> What to produce
Find the line holding "[locate] white cloud" in the entries below. Give it again exactly, along with every line after it up to and including the line holding "[locate] building facade".

^^^^^^^^

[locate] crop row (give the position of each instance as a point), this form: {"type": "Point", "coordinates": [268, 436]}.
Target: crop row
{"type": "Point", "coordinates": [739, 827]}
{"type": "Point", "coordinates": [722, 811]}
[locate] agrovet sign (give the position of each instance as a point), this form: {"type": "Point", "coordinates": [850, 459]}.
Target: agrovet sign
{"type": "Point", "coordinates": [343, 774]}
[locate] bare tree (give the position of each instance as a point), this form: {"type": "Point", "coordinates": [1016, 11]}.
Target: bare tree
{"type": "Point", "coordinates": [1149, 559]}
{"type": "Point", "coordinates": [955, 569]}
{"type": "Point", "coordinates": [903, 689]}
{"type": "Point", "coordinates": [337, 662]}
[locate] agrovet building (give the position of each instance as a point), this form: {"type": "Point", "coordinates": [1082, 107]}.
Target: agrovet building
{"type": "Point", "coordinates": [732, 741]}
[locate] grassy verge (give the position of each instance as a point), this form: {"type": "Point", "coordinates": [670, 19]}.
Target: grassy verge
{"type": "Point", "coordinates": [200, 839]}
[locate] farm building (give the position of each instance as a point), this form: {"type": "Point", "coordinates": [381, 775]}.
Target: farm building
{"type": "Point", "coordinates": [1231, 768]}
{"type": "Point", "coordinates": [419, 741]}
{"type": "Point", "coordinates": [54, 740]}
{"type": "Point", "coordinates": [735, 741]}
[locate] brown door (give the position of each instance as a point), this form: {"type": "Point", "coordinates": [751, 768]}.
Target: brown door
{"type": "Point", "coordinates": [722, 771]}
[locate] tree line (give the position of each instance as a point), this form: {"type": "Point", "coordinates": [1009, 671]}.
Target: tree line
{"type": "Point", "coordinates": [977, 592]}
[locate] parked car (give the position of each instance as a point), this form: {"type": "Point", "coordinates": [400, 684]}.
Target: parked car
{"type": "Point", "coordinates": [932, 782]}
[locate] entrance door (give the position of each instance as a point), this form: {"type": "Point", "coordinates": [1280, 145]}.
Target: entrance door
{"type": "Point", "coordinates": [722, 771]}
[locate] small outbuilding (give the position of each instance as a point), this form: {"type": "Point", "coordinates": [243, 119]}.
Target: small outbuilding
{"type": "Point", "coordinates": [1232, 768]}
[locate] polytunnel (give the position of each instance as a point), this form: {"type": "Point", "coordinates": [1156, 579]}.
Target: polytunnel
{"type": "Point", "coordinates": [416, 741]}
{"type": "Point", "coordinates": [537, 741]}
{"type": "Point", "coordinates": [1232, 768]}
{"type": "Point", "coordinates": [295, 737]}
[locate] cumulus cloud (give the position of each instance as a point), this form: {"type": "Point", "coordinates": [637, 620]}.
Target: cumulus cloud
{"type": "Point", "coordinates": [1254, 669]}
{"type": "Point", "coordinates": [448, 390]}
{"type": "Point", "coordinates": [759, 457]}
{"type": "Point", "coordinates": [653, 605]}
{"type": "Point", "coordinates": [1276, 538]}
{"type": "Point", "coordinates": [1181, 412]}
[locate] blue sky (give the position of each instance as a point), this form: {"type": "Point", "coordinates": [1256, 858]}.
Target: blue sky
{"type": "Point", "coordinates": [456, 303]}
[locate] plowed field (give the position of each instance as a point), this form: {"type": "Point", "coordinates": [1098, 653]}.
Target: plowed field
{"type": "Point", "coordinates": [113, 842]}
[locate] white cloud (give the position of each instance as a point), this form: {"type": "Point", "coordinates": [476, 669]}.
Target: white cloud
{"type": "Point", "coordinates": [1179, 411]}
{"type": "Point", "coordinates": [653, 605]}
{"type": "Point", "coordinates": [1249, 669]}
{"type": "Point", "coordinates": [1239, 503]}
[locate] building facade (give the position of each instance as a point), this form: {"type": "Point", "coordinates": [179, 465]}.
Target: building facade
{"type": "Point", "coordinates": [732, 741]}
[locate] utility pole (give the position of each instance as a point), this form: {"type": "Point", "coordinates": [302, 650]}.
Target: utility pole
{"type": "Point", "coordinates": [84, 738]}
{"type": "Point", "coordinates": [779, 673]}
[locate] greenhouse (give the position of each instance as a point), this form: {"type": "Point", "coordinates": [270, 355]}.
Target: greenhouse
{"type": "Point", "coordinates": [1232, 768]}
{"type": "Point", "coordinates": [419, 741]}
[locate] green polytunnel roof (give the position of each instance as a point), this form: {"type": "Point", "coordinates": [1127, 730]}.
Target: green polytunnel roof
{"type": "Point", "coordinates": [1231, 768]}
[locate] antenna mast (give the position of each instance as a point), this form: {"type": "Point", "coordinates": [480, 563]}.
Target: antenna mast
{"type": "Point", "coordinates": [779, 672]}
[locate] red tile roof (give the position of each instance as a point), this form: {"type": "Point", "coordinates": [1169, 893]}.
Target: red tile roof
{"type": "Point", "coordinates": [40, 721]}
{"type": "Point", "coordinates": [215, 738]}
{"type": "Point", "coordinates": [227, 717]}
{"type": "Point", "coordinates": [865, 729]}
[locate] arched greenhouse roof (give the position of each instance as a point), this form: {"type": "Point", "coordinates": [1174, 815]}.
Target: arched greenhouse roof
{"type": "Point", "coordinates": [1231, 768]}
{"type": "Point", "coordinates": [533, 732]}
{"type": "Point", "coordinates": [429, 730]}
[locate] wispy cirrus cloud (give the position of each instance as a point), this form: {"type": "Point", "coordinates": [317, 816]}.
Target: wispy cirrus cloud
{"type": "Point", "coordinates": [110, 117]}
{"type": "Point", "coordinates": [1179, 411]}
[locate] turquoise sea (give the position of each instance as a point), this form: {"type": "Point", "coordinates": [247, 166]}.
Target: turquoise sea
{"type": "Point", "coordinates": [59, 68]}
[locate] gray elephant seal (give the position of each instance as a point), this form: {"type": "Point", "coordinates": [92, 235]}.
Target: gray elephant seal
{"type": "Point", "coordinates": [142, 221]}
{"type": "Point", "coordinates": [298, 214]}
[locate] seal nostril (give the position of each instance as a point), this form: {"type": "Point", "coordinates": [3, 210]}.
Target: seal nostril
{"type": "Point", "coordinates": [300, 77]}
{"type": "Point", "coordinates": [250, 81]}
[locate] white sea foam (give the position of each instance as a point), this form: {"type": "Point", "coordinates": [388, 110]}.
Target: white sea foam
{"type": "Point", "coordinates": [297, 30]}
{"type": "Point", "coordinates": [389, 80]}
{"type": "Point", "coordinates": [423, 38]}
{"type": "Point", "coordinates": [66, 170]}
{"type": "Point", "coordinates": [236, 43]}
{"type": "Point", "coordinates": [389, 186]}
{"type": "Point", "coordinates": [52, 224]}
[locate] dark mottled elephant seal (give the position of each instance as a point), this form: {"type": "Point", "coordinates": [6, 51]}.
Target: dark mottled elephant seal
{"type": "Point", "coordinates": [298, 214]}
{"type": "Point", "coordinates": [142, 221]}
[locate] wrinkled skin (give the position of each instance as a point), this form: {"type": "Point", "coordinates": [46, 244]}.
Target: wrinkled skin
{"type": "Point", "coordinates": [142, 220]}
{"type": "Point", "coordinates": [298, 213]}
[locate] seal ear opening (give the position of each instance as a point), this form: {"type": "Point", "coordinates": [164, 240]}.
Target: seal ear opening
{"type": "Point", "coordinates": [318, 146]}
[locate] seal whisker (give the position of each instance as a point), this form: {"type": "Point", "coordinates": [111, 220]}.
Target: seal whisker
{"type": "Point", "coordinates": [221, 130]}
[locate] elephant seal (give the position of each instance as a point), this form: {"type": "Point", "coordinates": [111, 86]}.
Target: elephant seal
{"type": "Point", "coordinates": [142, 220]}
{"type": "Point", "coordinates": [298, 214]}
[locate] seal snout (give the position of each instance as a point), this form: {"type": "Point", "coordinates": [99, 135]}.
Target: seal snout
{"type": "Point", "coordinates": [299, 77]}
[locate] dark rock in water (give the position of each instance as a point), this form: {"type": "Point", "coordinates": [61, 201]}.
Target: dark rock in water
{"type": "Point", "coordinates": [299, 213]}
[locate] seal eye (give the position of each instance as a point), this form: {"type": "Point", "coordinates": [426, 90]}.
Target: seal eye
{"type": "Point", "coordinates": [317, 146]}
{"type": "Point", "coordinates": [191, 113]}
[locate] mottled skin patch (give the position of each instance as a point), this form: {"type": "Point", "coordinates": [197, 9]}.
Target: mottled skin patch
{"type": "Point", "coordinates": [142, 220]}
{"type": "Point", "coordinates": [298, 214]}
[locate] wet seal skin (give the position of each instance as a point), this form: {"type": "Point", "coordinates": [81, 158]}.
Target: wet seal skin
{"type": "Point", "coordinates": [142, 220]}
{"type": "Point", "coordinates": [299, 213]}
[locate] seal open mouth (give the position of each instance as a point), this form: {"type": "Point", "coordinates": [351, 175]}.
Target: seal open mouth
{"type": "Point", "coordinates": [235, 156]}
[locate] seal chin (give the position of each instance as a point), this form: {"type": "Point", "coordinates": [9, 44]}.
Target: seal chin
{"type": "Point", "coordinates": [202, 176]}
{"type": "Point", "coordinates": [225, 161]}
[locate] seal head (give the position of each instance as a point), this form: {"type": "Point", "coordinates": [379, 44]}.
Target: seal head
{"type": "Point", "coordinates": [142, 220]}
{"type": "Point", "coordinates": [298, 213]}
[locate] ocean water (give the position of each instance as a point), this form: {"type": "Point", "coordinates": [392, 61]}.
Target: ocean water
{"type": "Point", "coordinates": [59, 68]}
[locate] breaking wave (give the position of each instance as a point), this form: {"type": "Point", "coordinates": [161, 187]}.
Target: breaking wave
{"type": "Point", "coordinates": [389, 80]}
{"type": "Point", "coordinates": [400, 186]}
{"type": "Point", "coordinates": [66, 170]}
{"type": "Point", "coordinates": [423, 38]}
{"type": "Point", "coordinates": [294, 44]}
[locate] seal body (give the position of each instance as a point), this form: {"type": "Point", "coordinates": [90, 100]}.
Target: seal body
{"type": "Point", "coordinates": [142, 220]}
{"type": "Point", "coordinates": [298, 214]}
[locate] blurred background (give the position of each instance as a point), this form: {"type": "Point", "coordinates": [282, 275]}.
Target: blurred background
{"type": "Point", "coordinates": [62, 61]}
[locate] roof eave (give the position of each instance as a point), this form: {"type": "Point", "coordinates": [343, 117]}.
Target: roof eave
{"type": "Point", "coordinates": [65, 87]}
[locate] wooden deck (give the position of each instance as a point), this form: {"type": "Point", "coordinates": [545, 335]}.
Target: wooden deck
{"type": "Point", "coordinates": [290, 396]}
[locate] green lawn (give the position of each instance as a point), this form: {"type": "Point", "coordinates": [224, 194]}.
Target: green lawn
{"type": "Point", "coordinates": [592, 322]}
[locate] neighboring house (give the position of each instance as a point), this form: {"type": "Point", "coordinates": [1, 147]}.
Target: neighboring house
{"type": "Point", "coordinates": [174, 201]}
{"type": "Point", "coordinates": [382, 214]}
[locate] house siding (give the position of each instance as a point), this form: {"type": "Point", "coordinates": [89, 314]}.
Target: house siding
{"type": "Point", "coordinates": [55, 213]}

^^^^^^^^

> Exercise result
[locate] white cloud (give the position of each instance as a point), this form: {"type": "Point", "coordinates": [476, 669]}.
Target: white cloud
{"type": "Point", "coordinates": [1179, 411]}
{"type": "Point", "coordinates": [653, 605]}
{"type": "Point", "coordinates": [1249, 669]}
{"type": "Point", "coordinates": [1239, 503]}
[locate] building facade (give the position of each instance as a point), this form: {"type": "Point", "coordinates": [179, 465]}.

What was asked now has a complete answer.